● Given problem:
Set out all of the material below as a numbered list, one line per item, omitting any blank lines.

begin Records for processing

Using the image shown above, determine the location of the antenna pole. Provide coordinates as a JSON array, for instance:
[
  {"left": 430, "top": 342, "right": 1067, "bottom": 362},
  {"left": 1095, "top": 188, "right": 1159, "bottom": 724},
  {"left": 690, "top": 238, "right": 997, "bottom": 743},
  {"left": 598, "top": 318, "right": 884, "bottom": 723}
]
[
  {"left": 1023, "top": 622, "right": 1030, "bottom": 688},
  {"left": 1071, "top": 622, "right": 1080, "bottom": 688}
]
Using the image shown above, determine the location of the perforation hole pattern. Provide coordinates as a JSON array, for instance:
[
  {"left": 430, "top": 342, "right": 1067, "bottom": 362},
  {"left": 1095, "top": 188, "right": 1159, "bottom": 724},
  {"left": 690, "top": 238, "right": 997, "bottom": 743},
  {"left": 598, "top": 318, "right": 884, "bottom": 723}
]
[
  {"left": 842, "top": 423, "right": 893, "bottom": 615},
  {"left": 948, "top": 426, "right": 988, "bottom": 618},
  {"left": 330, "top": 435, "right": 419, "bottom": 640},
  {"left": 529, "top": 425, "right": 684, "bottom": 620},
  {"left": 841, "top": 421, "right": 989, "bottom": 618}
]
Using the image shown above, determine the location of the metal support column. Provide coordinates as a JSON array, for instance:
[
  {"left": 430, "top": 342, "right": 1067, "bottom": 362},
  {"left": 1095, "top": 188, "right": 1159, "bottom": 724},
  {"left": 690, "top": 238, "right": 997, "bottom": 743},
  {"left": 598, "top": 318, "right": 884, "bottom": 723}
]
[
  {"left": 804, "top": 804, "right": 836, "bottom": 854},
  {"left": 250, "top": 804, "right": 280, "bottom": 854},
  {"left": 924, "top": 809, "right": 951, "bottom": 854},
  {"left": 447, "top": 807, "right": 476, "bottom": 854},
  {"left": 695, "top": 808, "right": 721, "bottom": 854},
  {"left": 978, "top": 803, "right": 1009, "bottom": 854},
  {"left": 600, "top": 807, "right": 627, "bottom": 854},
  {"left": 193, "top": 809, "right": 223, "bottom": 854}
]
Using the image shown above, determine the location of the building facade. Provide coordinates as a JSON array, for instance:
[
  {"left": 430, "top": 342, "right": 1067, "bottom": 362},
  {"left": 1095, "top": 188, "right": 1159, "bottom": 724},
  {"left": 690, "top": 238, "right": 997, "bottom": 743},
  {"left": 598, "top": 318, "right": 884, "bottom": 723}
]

end Records for processing

● Task solution:
1. Using the image shown above, determine the location of the antenna pole. Provide coordinates as a JSON array, for instance:
2. [
3.   {"left": 430, "top": 342, "right": 1067, "bottom": 362},
4.   {"left": 1095, "top": 188, "right": 1159, "bottom": 724},
5.   {"left": 690, "top": 238, "right": 997, "bottom": 743},
6.   {"left": 598, "top": 318, "right": 884, "bottom": 723}
7. ]
8. [
9.   {"left": 1023, "top": 622, "right": 1030, "bottom": 688},
10.   {"left": 1071, "top": 622, "right": 1080, "bottom": 688}
11. ]
12. Using the image shown above, determine the location of the perforation hole pattern. Provide coordinates as a JSON array, for instance:
13. [
14.   {"left": 430, "top": 342, "right": 1067, "bottom": 362},
15.   {"left": 1095, "top": 188, "right": 1159, "bottom": 724},
16.   {"left": 690, "top": 238, "right": 997, "bottom": 743},
17.   {"left": 598, "top": 318, "right": 884, "bottom": 723}
18. ]
19. [
20.   {"left": 842, "top": 423, "right": 893, "bottom": 615},
21.   {"left": 948, "top": 426, "right": 988, "bottom": 618},
22.   {"left": 330, "top": 435, "right": 419, "bottom": 640},
23.   {"left": 529, "top": 425, "right": 684, "bottom": 620},
24.   {"left": 841, "top": 421, "right": 989, "bottom": 618}
25. ]
26. Using the image shown above, determine the location of the metal support column. Provide coordinates as a JSON array, for instance:
27. [
28.   {"left": 430, "top": 342, "right": 1067, "bottom": 362},
29.   {"left": 1095, "top": 188, "right": 1159, "bottom": 724},
30.   {"left": 690, "top": 238, "right": 997, "bottom": 743},
31.   {"left": 598, "top": 318, "right": 884, "bottom": 723}
32. ]
33. [
34.   {"left": 804, "top": 804, "right": 836, "bottom": 854},
35.   {"left": 250, "top": 804, "right": 280, "bottom": 854},
36.   {"left": 924, "top": 809, "right": 951, "bottom": 854},
37.   {"left": 447, "top": 807, "right": 476, "bottom": 854},
38.   {"left": 695, "top": 808, "right": 721, "bottom": 854},
39.   {"left": 978, "top": 803, "right": 1009, "bottom": 854},
40.   {"left": 600, "top": 807, "right": 627, "bottom": 854},
41.   {"left": 193, "top": 809, "right": 223, "bottom": 854}
42. ]
43. Using the image shown above, determine the location of the building facade. Provide coordinates as a JSON array, for instance:
44. [
45.   {"left": 430, "top": 342, "right": 1067, "bottom": 362},
46.   {"left": 1095, "top": 188, "right": 1159, "bottom": 724},
47.   {"left": 690, "top": 238, "right": 997, "bottom": 743},
48.   {"left": 598, "top": 318, "right": 884, "bottom": 723}
49. ]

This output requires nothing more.